### SELECTED EXTRACT
==========
Keeping six feet apart may not be enough to protect people from COVID-19 during windy weather, warns a new study.
Scientists say the risk of transmitting the virus is higher when it’s windy.
While there are still many unknowns about the airborne transmission of coronavirus, researchers have warned that saliva droplets travel further when even the slightest of breezes is present.
The study, published in the journal Physics of Fluids, revealed that – with a breeze of just four kilometres-per-hour – droplets travel 18 feet in five seconds.
Study author Professor Dimitris Drikakis, Vice President for Global Partnerships at the University of Nicosia in Cyprus, said: “The droplet cloud will affect both adults and children of different heights.
“Shorter adults and children could be at higher risk if they are located within the trajectory of the traveling saliva droplets.”
Saliva is a complex fluid, and it travels suspended in a bulk of surrounding air released by a cough.
Many factors affect how saliva droplets travel, including the size and number of droplets, how they interact with one another and the surrounding air as they disperse and evaporate and the humidity and temperature of the surrounding air.
To study how saliva moves through air, researchers created a simulation that examines the state of every saliva droplet moving through the air in front of a coughing person.
The model considered the effects of humidity, dispersion force, interactions of molecules of saliva and air, and how the droplets change from liquid to vapour and evaporate.
The analysis involved running differential equations on over a thousand saliva droplets, and solving roughly 3.7 million equations in total.
==========
### Items listed in a dataset
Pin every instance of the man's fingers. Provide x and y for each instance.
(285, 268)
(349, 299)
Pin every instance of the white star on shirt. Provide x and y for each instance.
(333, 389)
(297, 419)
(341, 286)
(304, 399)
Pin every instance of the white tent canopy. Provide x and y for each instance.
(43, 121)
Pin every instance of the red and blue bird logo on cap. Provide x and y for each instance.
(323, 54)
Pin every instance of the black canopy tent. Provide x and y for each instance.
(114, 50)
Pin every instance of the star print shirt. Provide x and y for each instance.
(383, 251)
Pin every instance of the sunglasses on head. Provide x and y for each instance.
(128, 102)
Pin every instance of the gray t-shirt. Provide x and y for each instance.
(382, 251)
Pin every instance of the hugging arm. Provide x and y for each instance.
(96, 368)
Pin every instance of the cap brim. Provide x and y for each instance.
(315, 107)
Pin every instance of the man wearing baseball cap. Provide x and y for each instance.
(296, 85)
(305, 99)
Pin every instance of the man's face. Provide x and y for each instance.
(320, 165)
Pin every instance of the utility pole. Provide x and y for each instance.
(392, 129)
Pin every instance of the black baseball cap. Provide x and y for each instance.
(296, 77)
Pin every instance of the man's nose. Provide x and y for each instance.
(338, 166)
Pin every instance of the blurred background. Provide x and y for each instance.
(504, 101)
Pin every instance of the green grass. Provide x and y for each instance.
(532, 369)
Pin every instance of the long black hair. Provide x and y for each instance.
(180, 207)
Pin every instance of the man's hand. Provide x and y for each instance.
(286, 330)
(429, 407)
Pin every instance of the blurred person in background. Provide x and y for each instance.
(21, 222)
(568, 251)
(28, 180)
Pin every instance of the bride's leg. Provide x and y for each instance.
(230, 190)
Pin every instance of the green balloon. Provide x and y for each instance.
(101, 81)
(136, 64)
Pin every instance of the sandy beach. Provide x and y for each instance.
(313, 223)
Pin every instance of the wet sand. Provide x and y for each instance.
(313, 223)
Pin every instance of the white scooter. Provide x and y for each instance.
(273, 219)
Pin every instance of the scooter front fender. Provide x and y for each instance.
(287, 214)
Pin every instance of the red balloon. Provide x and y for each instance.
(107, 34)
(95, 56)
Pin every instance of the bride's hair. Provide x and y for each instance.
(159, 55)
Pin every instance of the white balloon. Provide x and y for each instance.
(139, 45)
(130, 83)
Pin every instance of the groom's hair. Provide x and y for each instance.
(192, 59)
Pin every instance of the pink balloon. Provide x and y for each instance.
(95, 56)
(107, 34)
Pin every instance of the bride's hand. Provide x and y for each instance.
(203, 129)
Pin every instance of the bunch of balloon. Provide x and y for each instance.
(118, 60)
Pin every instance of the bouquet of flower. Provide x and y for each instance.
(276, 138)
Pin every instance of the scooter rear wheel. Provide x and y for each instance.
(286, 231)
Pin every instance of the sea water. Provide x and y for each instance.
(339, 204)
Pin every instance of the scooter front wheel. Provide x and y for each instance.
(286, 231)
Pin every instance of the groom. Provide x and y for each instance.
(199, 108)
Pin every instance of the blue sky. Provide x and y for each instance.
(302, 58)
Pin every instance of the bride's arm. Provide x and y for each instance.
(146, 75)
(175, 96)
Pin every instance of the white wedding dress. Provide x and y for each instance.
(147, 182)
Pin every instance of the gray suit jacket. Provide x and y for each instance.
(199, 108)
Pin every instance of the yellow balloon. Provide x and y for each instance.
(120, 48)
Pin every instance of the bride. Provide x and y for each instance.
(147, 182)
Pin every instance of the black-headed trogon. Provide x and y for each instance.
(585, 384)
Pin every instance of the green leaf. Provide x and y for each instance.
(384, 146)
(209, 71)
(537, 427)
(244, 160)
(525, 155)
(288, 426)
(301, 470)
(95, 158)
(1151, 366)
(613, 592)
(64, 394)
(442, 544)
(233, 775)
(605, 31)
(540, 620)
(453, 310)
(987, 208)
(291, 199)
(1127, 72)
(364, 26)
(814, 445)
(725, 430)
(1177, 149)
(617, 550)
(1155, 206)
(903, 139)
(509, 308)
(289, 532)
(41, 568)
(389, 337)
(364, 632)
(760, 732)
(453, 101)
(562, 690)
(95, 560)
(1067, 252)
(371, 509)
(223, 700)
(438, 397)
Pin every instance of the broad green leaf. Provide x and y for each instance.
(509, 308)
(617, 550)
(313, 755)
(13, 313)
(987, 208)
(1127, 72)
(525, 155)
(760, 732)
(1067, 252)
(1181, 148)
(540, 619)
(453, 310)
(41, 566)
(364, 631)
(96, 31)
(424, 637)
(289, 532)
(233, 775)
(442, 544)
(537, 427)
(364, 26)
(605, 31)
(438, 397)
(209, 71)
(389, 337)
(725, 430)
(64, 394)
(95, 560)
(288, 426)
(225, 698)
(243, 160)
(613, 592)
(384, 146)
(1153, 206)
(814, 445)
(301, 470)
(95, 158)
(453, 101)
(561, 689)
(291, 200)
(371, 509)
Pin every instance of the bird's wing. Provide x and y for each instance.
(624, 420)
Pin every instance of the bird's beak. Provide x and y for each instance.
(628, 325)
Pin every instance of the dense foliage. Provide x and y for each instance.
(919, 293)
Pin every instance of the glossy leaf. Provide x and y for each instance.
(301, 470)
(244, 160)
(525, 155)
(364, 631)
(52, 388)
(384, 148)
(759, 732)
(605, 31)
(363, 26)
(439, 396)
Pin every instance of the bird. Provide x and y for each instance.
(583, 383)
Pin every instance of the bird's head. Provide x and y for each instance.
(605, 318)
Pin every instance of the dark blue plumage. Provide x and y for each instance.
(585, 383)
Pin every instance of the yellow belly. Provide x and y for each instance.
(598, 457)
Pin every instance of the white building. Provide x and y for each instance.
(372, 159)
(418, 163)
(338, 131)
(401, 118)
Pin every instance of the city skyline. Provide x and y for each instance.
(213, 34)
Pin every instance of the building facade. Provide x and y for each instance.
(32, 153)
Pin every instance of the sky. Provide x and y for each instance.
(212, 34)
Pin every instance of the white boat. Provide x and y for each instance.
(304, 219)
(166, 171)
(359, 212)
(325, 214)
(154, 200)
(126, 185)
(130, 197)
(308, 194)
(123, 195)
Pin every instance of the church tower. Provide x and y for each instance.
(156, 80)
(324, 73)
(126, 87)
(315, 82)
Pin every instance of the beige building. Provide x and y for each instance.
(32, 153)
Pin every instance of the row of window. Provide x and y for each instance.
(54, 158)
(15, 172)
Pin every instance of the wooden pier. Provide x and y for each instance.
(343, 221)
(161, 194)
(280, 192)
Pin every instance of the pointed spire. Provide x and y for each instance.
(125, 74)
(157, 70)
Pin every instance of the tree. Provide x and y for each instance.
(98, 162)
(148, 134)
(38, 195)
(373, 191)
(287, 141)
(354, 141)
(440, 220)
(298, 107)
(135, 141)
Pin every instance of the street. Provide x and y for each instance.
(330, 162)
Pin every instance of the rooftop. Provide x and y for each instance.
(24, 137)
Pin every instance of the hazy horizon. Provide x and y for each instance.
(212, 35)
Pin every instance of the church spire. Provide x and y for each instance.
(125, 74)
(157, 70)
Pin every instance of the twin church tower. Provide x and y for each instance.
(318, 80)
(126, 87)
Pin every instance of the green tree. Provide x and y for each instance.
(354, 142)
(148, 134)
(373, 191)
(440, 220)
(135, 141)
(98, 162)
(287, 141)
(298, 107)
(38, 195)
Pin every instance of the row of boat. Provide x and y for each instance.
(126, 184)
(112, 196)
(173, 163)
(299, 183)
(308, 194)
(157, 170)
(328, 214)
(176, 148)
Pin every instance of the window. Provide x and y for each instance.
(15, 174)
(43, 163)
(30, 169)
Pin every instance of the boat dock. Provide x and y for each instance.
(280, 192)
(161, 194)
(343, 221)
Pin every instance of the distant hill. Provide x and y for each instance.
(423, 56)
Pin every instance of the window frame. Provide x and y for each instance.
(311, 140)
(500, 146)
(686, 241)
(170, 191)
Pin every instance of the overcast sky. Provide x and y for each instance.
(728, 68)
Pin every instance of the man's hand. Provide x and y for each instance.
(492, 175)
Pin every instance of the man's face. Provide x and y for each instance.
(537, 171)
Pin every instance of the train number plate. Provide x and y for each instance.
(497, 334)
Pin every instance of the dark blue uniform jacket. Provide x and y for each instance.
==========
### TASKS TO PERFORM
1. In the article on wind and COVID-19, how far do saliva droplets travel in five seconds with a breeze of four kilometers per hour?
2. Transcribe the article on wind and COVID-19 from "To study how" up to and including "equations in total.".

### RESPONSES TO THE TASKS
1. 18 feet

2.
To study how saliva moves through air, researchers created a simulation that examines the state of every saliva droplet moving through the air in front of a coughing person.
The model considered the effects of humidity, dispersion force, interactions of molecules of saliva and air, and how the droplets change from liquid to vapour and evaporate.
The analysis involved running differential equations on over a thousand saliva droplets, and solving roughly 3.7 million equations in total.